--- start DATA ---
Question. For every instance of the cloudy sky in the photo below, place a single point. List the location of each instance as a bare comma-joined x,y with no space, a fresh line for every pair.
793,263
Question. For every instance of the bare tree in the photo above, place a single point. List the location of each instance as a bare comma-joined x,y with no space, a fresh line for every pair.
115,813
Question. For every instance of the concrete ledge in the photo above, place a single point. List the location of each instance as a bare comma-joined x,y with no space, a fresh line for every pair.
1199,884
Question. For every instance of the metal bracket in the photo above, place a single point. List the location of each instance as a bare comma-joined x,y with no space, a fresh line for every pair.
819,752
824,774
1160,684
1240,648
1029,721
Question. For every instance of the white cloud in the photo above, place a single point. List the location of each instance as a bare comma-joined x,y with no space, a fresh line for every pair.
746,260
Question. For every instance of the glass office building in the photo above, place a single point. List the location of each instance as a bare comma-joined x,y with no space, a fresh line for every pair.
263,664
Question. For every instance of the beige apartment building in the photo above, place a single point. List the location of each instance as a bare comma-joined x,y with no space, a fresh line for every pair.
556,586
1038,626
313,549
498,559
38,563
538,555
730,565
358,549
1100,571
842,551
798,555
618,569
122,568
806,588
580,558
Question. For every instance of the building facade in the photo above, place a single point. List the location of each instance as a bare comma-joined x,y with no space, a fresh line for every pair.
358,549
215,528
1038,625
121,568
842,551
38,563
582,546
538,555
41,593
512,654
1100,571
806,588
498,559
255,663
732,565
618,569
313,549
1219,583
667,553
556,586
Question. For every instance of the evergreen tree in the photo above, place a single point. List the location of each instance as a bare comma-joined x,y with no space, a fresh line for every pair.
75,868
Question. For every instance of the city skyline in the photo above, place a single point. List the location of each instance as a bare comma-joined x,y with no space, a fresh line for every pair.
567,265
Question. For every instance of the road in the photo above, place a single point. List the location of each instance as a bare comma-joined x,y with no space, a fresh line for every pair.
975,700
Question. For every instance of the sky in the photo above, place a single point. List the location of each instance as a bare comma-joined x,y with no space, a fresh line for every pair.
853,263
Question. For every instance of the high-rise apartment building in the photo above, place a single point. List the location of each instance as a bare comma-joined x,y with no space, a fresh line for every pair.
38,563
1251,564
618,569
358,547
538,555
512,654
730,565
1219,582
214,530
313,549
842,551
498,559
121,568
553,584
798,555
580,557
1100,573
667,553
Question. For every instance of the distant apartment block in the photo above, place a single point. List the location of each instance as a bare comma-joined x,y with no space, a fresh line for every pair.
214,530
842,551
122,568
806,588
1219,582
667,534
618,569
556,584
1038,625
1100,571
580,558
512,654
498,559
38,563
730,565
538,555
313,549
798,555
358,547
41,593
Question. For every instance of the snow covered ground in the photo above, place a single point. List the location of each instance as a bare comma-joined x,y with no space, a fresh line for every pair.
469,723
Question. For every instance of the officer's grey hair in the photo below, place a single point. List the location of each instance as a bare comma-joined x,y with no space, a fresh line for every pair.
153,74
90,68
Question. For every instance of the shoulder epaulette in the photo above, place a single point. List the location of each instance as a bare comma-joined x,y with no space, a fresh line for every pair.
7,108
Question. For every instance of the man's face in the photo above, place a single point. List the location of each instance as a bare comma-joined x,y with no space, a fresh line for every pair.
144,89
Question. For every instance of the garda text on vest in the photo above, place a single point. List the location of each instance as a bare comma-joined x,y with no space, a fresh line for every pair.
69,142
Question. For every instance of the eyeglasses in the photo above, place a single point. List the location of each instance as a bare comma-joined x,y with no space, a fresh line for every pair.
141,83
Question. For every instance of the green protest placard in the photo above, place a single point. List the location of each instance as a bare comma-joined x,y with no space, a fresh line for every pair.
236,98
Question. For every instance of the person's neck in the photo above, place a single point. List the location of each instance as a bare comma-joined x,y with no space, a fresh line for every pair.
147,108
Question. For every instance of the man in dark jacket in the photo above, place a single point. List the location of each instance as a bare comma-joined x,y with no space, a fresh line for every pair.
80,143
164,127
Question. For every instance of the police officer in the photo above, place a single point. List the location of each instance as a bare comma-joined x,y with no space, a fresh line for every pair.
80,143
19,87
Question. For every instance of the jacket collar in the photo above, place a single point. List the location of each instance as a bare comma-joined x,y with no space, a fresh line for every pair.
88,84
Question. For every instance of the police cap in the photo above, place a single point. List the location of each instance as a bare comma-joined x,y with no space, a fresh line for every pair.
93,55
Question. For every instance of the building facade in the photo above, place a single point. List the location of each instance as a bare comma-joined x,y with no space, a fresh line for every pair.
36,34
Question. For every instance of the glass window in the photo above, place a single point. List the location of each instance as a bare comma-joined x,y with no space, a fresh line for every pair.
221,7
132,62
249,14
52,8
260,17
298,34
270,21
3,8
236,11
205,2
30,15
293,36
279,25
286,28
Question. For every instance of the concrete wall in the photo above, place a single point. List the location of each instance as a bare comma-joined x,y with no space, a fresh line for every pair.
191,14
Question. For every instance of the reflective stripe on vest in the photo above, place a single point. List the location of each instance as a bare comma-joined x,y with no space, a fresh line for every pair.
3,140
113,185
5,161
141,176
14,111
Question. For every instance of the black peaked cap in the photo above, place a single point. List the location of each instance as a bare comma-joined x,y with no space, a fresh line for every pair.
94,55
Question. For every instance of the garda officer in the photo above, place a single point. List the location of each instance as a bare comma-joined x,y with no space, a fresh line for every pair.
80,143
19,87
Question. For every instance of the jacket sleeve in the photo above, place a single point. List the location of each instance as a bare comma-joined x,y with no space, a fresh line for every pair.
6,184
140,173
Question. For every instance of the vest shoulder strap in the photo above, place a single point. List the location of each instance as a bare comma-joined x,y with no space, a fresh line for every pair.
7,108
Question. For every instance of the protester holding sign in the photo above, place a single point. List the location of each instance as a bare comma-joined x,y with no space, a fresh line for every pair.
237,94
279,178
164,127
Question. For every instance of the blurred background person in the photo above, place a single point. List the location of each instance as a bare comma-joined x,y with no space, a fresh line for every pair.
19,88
--- end DATA ---
YOUR TASK: Restate each of the entries above verbatim.

RESULT OF THE EXERCISE:
Question. For every instance of the cloudy sky in the photo below, place a single point. List the location of each instance as a bare comma-joined x,y with no space, a fresh line for every pair.
793,263
Question. For every instance of the bare tree in the photo above, place a single point. List the location of each instance as a bare comma-joined x,y with no space, a fresh line for every pair.
115,813
Question. For every instance of the concrete ledge in the photo above, place a single point. List the location of each instance as a bare comma-joined x,y with no space, a fresh line for every pair.
1199,884
Question. For every instance of the metal bracket in the photo above, place a single point. List the location of each instance as a bare comma-joined x,y with no space, a fresh line for every pair.
819,752
824,774
1160,684
1240,648
1029,721
Question. For every instance of the white cloud in the photo above, place a single point. List the location of each instance as a bare comma-joined x,y with no space, a fresh line for every pair.
746,260
Question. For every instance of the glass office building in the photo above, place a single point. List the location of each instance as a bare comma-joined x,y with no space, a fresh line for every pair.
263,664
Question. For every instance of the beige apartment building in the photo above, place a single point. List the location of each instance as a bare comma-joined x,y with no space, a fresh line for every pair.
556,586
1038,626
313,549
498,559
38,563
538,555
730,565
358,549
1100,571
842,551
798,555
618,569
122,568
806,588
580,558
Question. For every instance of the building facade in the photo above, place a single point. List the location of each instance as a bare comma-joined x,y with no space, a fresh line for every pair.
358,549
215,528
1038,625
121,568
842,551
38,563
582,546
538,555
41,593
512,654
1100,571
806,588
498,559
255,663
732,565
618,569
313,549
1219,583
667,553
556,586
Question. For every instance of the evergreen tree in the photo above, place a single point. List the location of each instance as a bare comma-joined x,y with no space, a fresh line for every pair.
75,868
Question. For every instance of the city skyline in the photo above, place a single point. List the location of each instance as a bare comma-joined x,y with no space, a fresh line for every pair.
567,265
Question. For every instance of the road in the photo above, place a single point. List the location of each instance as a bare comma-joined x,y with no space, a fresh line for every pair.
975,700
Question. For every instance of the sky in the photo above, place a single point. List the location of each instance as a bare comma-joined x,y with no space, a fresh line for every pair.
853,263
Question. For every instance of the high-rise apartment building in the photo above, place a single point. List the location of each instance as a bare comma-joined x,y with no space, a fresh line for every pair.
38,563
1251,564
618,569
358,547
538,555
512,654
730,565
1219,582
214,530
313,549
842,551
498,559
121,568
553,584
798,555
580,557
1100,573
667,553
Question. For every instance of the distant apartment block in the photo above, place a single point. List the location of each instance as a bare comma-joined x,y with no space, a fresh line for every pair.
214,530
842,551
122,568
806,588
1219,582
667,534
618,569
556,584
1038,625
1100,571
580,558
512,654
498,559
38,563
730,565
538,555
313,549
798,555
358,547
41,593
Question. For every instance of the snow covered ground in the photo above, place a single point. List the location of each instance as a bare comma-joined x,y with no space, a fresh line for every pair.
469,723
Question. For every instance of the officer's grey hair in the photo below, place a single point. List the location of each instance as a bare comma-joined x,y with no space, a fresh line for every pair.
153,74
90,68
Question. For every instance of the shoulder epaulette in the photo above, place a single point. List the location of each instance as a bare comma-joined x,y with no space, a fresh line for every pair.
7,108
Question. For every instance of the man's face in the photo above, place a single point. List the location of each instance as a bare comma-joined x,y with no space, a fresh line for every pair.
144,89
Question. For every instance of the garda text on vest in the photo above, place a single point. List the location of each instance as a bare comma-joined x,y with no space, a fresh line for every pair.
69,142
Question. For every instance of the eyeglasses in the photo above, place a single point. List the location of each instance as a bare comma-joined x,y with no space, a fresh line for every pair.
141,83
Question. For every instance of the green protest placard in the photo above, place a single point. List the location of each instance as a bare comma-joined x,y with no space, a fresh line for every pair.
236,98
Question. For every instance of the person's neck in the photo above, place a single point. List the location of each instance as a bare comma-joined x,y with no space, a fresh line for every pair.
147,108
Question. For every instance of the man in dark jacket in the photo above, place a single point. List the location of each instance as a bare comma-joined x,y with no space, a fresh line for every pair.
80,143
164,127
Question. For every instance of the police officer in the photo above, place a single point. List the location of each instance as a bare comma-joined x,y with no space, a fresh line for every pair.
80,143
19,87
Question. For every instance of the jacket collar in the photo above, place a single point. List the location of each instance as a bare comma-joined x,y with no space, a fresh line for every pair.
88,84
Question. For every instance of the police cap in the photo above, place a single point. List the location of each instance as a bare comma-joined x,y with no space, a fresh line for every pair.
93,55
Question. For every instance of the building facade in the photo above, place a single point. List the location of each instance as a bare comma-joined x,y with no space, a fresh line for every pair.
36,34
Question. For every instance of the glass window in the photo above, place a single point. List the location of each instance as a bare comma-joined x,y with no space, a fresh line for every pair.
221,7
132,62
249,14
52,8
260,17
298,34
270,21
3,8
236,11
205,2
30,15
293,36
279,25
286,28
Question. For every instance of the concrete wall in the photo above, place a single point. List the location of each instance as a bare comma-joined x,y with no space, a fresh line for every pair.
191,14
Question. For every instance of the reflective stripe on vest in the photo above, place a single point. List the location of each instance as a bare comma-joined x,y with no space, a fresh line for every pair.
3,140
113,185
5,161
141,176
14,111
Question. For every instance of the black peaked cap in the photo above, place a single point. List the location of each instance as a bare comma-joined x,y with no space, a fresh line for every pair.
94,55
Question. For every instance of the garda officer in the photo above, place a single point. List the location of each instance as a bare comma-joined x,y with no space, a fresh line for every pair.
80,143
19,87
Question. For every instance of the jacket sleeve in the photo above, place a single point. List the location of each instance as a bare comma-joined x,y with no space, a fresh line for every pair.
6,184
140,173
Question. For every instance of the vest shoulder strap in the photo above, place a single point. List the location of each instance as a bare comma-joined x,y with no space, a fresh line for every pair.
7,108
Question. For every instance of the protester holding sign in the photo above, place a single point. List the location of each instance as a bare comma-joined x,y with no space, a fresh line for every pair.
237,94
279,178
164,127
Question. For every instance of the blurred background person in the photo above, place a single point. List the location of each instance as a bare comma-joined x,y with no space, a fresh line for every pair.
19,88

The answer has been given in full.